◆ Problem set
[A] Repeat word for word the part of the court opinion starting with "The will is as" and going on through "the 18, 1933.".
[B] Name the three daughters to whom the will quoted in the court opinion gives the home farm.

◆ Page text

OPINION
REID, Chief Justice.This suit seeks the construction of the last will and testament of G.A. Williams, deceased, and the declaration of the rights of the parties in a tract of land described in the will.
The record does not contain all the information necessary for the Court to adjudicate the ownership of the land. The record consists of the complaint, filed by Ethel Williams; the answer of Rachel Couch, one of several named defendants, which subsequently was adopted by two additional defendants, Curtis Williams and Wayne Williams; a copy of the will; and memoranda and orders entered, by the trial court. The named defendants are the estate of G.A. Williams and 14 persons alleged to be “children, grandchildren or great-grandchildren of G.A. Williams.” Though the suit purports to be against the estate, which was not a necessary party, the executor was not named and made no appearance. It would seem most unlikely that the estate had not been closed. The defendants, other than Rachel Couch, Curtis Williams, and Wayne Williams, made no appearance but, so far as the record shows, have not been defaulted. The record does not show the age or competency of the defendants. There is in the court file a paper described in the appellant’s brief as “the listing of G.A. Williams’ heirs filed by agreement in the Court of Appeals.” That listing, even if raised to the dignity of a stipulation, is not sufficient proof of heirship on which to base the adjudication of title to real estate. The trial court made no findings of fact.
The only facts alleged are that G.A. Williams died on November 17, 1944, the instrument attached to the complaint is a copy of his last will and testament, the farm mentioned in the will is located in McMinn County, and, inferentially, the farm was owned by the testator at the time of his death. These allegations are admitted by Rachel Couch, Curtis Williams, and Wayne Williams, the only defendants actually before the Court.
Additional facts, though not proven or stipulated but apparently not disputed by the parties before the Court, are relied upon in the briefs. The will was executed on July 18, 1933, and probated in the Probate Court of McMinn County on November 24,1944. The testator was survived by nine children, including the three daughters named in the will. The plaintiff, Ethel Williams, who was 92 years of age when the complaint was filed, is the only survivor of the three children named in the will. The defendant Etta .Tal-lent is the only other surviving child of the testator, and the other defendants are lineal descendants of the testator. (There is no statement that the named defendants are all the heirs at law of the testator.) Ethel *5Williams has maintained possession of the farm since the death of the testator, jointly with Ida Williams and Mallie Williams until their deaths. Apparently none of the three-named daughters ever married, though that fact does not affirmatively appear.
The will is as follows:
I, G.A. WILLIAMS, being of sound mind make this my last will and Testament: At my death I want Ida Williams, Mallie Williams, and Ethel Williams, three of my daughters to have my home farm where I now live, consisting of one hundred and eighty-eight acres, to have and to hold during their lives, and not to be sold during their lifetime. If any of them marry their interest ceases and the ones that remain single have full control of same. I am making this will because they have stayed at home and taken care of the home and cared for their mother during her sickness, and I do not want them sold out of a home. If any one tries to contest this will I want them debarred from any interest in my estate, /s/ G.A. Williams, July the 18, 1933.

◆ Available data
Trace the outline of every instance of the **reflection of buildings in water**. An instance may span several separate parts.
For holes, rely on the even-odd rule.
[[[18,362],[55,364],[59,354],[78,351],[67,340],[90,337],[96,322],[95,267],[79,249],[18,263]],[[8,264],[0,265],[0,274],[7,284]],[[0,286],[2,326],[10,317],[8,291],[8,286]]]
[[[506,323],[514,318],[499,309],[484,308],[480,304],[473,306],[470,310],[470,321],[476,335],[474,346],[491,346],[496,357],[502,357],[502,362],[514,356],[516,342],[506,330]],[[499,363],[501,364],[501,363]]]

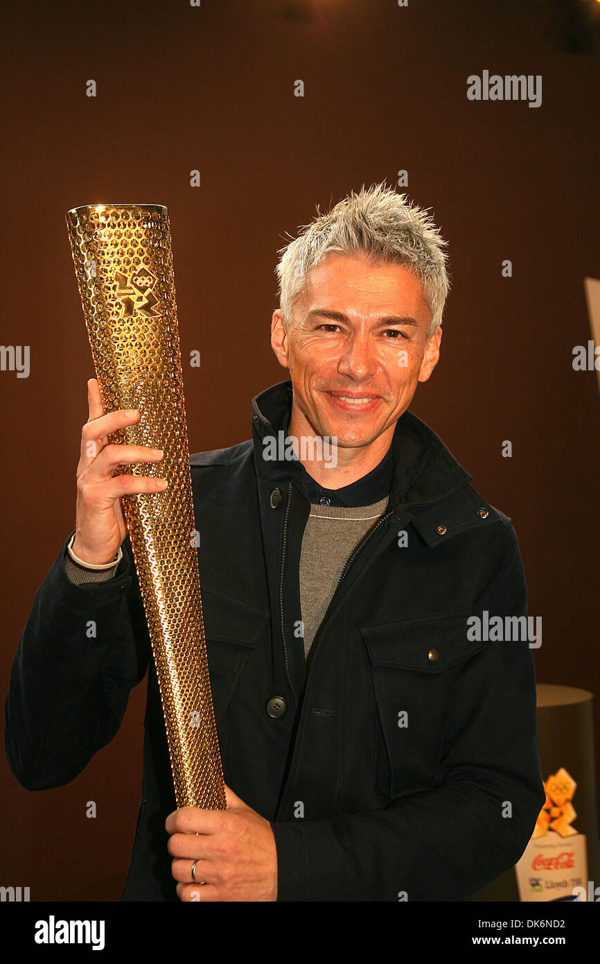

◆ Exercise results
[A]
The will is as follows:
I, G.A. WILLIAMS, being of sound mind make this my last will and Testament: At my death I want Ida Williams, Mallie Williams, and Ethel Williams, three of my daughters to have my home farm where I now live, consisting of one hundred and eighty-eight acres, to have and to hold during their lives, and not to be sold during their lifetime. If any of them marry their interest ceases and the ones that remain single have full control of same. I am making this will because they have stayed at home and taken care of the home and cared for their mother during her sickness, and I do not want them sold out of a home. If any one tries to contest this will I want them debarred from any interest in my estate, /s/ G.A. Williams, July the 18, 1933.

[B] Ida Williams, Mallie Williams, and Ethel Williams